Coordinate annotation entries

────────────────────────────────────────

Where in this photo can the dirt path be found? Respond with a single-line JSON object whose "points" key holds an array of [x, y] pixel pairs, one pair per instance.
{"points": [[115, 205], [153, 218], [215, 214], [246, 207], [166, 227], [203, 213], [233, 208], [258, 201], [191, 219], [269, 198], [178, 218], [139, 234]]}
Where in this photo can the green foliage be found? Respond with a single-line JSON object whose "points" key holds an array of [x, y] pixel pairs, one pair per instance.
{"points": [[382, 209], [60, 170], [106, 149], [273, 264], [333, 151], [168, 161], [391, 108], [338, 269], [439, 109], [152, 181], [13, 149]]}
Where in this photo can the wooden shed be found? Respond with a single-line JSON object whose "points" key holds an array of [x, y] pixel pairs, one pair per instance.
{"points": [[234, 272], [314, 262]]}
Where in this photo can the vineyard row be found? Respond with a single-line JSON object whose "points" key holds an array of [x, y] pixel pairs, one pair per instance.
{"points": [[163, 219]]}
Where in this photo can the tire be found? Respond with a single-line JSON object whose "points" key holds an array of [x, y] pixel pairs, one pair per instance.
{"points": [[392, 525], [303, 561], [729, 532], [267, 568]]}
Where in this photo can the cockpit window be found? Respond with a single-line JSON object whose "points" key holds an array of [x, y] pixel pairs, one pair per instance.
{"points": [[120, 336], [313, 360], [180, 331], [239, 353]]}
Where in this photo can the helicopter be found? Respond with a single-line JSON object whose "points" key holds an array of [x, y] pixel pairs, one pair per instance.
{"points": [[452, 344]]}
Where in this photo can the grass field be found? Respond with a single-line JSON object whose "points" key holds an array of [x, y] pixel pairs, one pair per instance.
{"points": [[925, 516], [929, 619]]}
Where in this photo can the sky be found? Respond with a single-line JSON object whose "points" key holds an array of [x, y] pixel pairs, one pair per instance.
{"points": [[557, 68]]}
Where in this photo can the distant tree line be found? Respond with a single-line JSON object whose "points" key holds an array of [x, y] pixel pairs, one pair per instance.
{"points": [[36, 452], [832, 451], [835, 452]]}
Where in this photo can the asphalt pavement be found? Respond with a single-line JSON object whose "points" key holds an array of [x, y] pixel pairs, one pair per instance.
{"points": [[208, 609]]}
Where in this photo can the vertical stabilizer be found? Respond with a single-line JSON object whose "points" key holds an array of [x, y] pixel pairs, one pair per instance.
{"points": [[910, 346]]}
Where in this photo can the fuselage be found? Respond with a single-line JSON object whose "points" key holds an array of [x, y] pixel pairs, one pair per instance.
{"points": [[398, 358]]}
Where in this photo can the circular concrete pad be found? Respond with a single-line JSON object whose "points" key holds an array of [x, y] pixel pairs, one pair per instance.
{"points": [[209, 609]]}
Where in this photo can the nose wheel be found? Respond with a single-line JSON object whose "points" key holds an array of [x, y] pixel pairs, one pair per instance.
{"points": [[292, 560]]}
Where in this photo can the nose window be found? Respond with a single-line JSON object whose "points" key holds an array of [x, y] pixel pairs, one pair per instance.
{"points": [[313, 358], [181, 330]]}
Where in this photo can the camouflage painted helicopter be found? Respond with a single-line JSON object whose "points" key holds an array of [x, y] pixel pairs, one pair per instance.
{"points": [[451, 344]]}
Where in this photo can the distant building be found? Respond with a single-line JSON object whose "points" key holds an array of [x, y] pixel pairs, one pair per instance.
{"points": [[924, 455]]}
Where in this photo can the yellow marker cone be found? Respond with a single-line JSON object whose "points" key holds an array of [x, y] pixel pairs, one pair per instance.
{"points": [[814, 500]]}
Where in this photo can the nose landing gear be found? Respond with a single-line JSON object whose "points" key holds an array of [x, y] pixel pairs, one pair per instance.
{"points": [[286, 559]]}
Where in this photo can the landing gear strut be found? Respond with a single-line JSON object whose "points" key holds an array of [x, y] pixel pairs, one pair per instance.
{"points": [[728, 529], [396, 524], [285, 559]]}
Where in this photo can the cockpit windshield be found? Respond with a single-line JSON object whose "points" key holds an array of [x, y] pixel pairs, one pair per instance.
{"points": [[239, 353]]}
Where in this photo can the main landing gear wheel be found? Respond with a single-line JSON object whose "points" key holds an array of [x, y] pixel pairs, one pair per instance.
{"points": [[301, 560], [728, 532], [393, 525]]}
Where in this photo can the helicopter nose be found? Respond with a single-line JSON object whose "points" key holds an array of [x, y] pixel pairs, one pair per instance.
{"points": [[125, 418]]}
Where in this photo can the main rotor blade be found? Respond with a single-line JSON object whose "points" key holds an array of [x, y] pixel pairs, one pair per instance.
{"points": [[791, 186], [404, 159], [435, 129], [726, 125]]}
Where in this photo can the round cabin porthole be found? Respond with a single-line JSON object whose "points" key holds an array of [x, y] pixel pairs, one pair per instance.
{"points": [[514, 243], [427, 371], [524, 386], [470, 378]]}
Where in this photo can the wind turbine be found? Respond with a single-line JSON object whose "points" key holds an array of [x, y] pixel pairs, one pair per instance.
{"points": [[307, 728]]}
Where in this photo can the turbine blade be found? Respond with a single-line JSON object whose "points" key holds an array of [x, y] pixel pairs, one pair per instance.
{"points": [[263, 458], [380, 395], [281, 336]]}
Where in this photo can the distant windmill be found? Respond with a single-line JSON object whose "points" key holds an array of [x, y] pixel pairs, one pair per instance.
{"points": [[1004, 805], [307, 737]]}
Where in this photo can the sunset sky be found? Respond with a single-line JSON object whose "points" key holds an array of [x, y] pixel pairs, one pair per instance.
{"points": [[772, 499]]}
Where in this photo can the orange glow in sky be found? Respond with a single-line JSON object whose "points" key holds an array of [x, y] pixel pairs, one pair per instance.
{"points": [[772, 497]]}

────────────────────────────────────────

**WORK TO BE COMPLETED:** Starting at the line containing "Where in this photo can the distant windmill" and ending with the last of the items, write out every line again, not only the answers, and shift each coordinate in the answers by adding 135 to it.

**THE REPLY:**
Where in this photo can the distant windmill be found? Respond with a single-line JSON object whose "points" key holds an array of [x, y] pixel pairs, one pair per instance.
{"points": [[1139, 940], [442, 872]]}
Where in this photo can the sunset sky be found? Respond with a single-line JSON object whose "points" key holds an array of [x, y] pixel pairs, one pair per instance.
{"points": [[907, 634]]}
Where in this photo can the orange glow in sky be found? Respond with a single-line JSON object whose "points" key holds an array of [x, y] pixel pairs, one pair per instance.
{"points": [[907, 632]]}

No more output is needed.